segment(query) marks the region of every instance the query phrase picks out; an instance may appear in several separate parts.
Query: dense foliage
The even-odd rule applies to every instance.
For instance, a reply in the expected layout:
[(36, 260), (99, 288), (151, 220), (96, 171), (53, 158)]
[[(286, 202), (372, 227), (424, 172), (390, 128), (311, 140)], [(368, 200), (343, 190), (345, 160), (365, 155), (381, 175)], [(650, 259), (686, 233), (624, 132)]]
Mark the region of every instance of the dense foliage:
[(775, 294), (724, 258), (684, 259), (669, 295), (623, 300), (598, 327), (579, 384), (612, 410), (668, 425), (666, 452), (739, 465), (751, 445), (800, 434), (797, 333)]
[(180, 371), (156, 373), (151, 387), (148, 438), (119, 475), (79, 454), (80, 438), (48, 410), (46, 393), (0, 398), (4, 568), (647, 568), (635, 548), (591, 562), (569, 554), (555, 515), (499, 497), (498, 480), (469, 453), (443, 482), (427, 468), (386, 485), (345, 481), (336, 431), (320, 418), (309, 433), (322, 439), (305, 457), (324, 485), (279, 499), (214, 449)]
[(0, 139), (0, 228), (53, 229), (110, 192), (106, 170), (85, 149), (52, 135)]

★ ★ ★ ★

▸ Task objective
Could you transcribe the whole listing exactly?

▸ Output for this exercise
segment(query) marks the region of every instance the query phrase picks out; an instance may appear in several separate parts.
Query: dense foliage
The even-odd rule applies to every instance.
For instance, a reply in the expected layout:
[(36, 260), (99, 288), (151, 220), (96, 171), (53, 158)]
[[(286, 202), (372, 227), (424, 172), (390, 128), (311, 140)], [(368, 200), (343, 190), (345, 160), (365, 155), (381, 175)], [(650, 259), (686, 233), (624, 132)]]
Mark the region of every instance of the dense foliage:
[(775, 294), (724, 258), (684, 259), (669, 295), (623, 300), (598, 327), (579, 384), (612, 410), (668, 425), (666, 452), (739, 465), (751, 445), (800, 434), (797, 333)]
[(180, 371), (156, 373), (151, 387), (148, 438), (119, 475), (79, 454), (80, 438), (48, 410), (46, 393), (0, 398), (4, 568), (647, 568), (635, 548), (591, 562), (569, 554), (555, 515), (499, 497), (498, 480), (469, 453), (443, 482), (427, 468), (386, 485), (345, 481), (336, 431), (320, 418), (309, 433), (322, 439), (305, 457), (324, 485), (279, 499), (214, 449)]
[(0, 139), (0, 228), (53, 229), (110, 192), (106, 170), (85, 149), (52, 135)]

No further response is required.